◆ **TO BE DONE**
A. Does each statement agree with the passage on women in Kenyan public life? (i) Ms. Kuenyehia said that 70 per cent of Kenyan women lived in rural areas. (ii) The Constitutional Conference was to be held in the autumn. (iii) Ms. Tavares da Silva called the situation in the judiciary more positive. Answer yes or no for each and quote the words that decide it.
B. Which lines of the rows contain the string "instance"? Collect each of them, and treat case as significant.

◆ **PASSAGE GIVEN**
=-=-=

10.Ms. Kuenyehia saidthat the problem was most acute in the rural areas, where 70 per cent of Kenyan women lived, and that it was they who must be urged to get involved in government at the local level. She trusted that the new Government would be holding local elections soon, and would like to know what it would be doing to encourage those women specifically to join the political process, despite the constraints they faced.
11.Ms. Belmihoub-Zerdani observed that a Kenyan delegation composed entirely of women was certainly evidence of progress. There had been encouraging accomplishments in Kenya since independence, and promising new developments like the decision to hold the Constitutional Conference in the spring. But the Government must keep working in all areas, and award women had to be sent to Parliament to carry on the struggle.
12.One crucial problem, common to all African countries, was the population explosion in Kenya, referred to in the report (CEDAW/C/KEN/3-4) in table 11 and the preceding paragraph (iii). As long as the birth rate in Kenya exceeded the economic growth rate, it, like any third world country, was doomed to poverty. The Government should demand assistance from the appropriate United Nations agencies to bring its demographic growth under control through contraceptives and to educate women in that regard, freeing them and future generations to militate politically and culturally for advancement on all fronts.
13.Ms. Tavares da Silva said that although the report indicated, under article 7, that women were actively involved in political parties and represented over 50 per cent of the voters, that was incompatible with the low figures given for women candidates and elected representatives. The situation in the judiciary was more positive, and the delegation had indicated that the trend was towards greater representation, but historic trends were often slow and the Government must take special measures, either legislative or political, to involve women more actively in public life. Also, with reference to article 8, although the Government’s position was that diplomatic posts were awarded according to merit and not gender, the sparse number of women cited in table 5 of the report belied that statement.

=-=-=

Records from a dataset
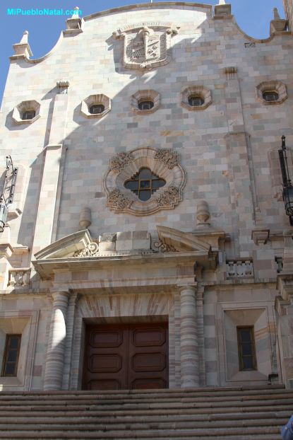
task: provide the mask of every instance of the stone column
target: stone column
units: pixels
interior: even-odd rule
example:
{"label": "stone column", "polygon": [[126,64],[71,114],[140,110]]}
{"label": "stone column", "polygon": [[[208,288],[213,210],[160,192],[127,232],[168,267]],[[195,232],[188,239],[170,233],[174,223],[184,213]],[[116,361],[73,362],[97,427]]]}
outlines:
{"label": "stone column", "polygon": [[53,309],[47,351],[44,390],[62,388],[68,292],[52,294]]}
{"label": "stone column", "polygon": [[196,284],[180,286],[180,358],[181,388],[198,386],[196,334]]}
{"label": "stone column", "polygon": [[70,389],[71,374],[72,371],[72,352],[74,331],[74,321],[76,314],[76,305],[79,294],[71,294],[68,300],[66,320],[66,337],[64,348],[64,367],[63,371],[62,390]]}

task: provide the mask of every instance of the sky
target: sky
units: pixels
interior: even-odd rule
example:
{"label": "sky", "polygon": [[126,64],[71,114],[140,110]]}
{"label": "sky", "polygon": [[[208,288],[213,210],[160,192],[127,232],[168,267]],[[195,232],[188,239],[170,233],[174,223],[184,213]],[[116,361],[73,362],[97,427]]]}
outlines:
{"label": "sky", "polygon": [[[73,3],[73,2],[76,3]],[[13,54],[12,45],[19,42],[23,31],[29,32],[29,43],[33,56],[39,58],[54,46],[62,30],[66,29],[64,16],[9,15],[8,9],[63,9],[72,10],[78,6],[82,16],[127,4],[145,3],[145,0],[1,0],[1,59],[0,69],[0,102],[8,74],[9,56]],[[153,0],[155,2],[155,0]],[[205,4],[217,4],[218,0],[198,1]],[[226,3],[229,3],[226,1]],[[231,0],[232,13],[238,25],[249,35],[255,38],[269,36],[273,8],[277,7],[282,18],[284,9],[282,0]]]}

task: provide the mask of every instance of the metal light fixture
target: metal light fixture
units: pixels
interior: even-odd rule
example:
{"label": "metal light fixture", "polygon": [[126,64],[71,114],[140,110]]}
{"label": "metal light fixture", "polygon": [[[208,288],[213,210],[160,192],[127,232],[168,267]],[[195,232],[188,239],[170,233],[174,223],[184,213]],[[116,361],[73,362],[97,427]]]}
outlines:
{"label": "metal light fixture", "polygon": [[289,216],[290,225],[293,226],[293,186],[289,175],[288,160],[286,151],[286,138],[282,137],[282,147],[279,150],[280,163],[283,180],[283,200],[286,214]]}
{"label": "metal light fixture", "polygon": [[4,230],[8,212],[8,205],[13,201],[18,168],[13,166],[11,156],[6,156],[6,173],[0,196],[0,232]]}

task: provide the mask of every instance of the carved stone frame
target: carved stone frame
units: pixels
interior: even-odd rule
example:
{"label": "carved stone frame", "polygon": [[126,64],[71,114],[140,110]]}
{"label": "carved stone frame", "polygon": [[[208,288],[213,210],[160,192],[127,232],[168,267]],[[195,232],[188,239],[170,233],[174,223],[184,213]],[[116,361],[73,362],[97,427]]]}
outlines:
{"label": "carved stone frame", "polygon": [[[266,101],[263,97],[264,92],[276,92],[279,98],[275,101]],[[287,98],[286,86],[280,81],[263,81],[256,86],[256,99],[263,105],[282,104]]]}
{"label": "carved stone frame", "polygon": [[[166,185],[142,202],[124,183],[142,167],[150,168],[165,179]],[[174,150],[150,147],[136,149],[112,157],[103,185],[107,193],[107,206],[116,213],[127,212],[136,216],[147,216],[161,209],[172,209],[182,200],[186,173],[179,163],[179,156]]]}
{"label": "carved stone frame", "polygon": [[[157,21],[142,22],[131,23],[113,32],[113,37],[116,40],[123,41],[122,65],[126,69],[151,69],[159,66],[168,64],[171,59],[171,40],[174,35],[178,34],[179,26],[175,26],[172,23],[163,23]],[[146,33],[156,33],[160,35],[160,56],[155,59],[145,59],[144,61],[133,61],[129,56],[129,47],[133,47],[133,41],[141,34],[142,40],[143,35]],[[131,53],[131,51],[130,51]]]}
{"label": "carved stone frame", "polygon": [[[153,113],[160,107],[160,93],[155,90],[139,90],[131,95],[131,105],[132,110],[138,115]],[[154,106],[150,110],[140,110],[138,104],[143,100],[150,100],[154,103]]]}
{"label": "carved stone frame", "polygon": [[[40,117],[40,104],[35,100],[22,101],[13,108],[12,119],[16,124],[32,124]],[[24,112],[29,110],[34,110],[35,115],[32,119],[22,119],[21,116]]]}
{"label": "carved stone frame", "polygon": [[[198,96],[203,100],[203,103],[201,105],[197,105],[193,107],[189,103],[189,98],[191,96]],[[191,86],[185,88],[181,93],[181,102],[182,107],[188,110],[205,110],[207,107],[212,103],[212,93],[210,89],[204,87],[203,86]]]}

=-=-=

◆ **OUTPUTS BY TASK**
A.
(i) Yes: "in the rural areas, where 70 per cent of Kenyan women lived"
(ii) No: "the decision to hold the Constitutional Conference in the spring"
(iii) Yes: "The situation in the judiciary was more positive"

B.
task: provide the mask of every instance of the stone column
task: provide the mask of every instance of the sky
task: provide the mask of every instance of the metal light fixture
task: provide the mask of every instance of the carved stone frame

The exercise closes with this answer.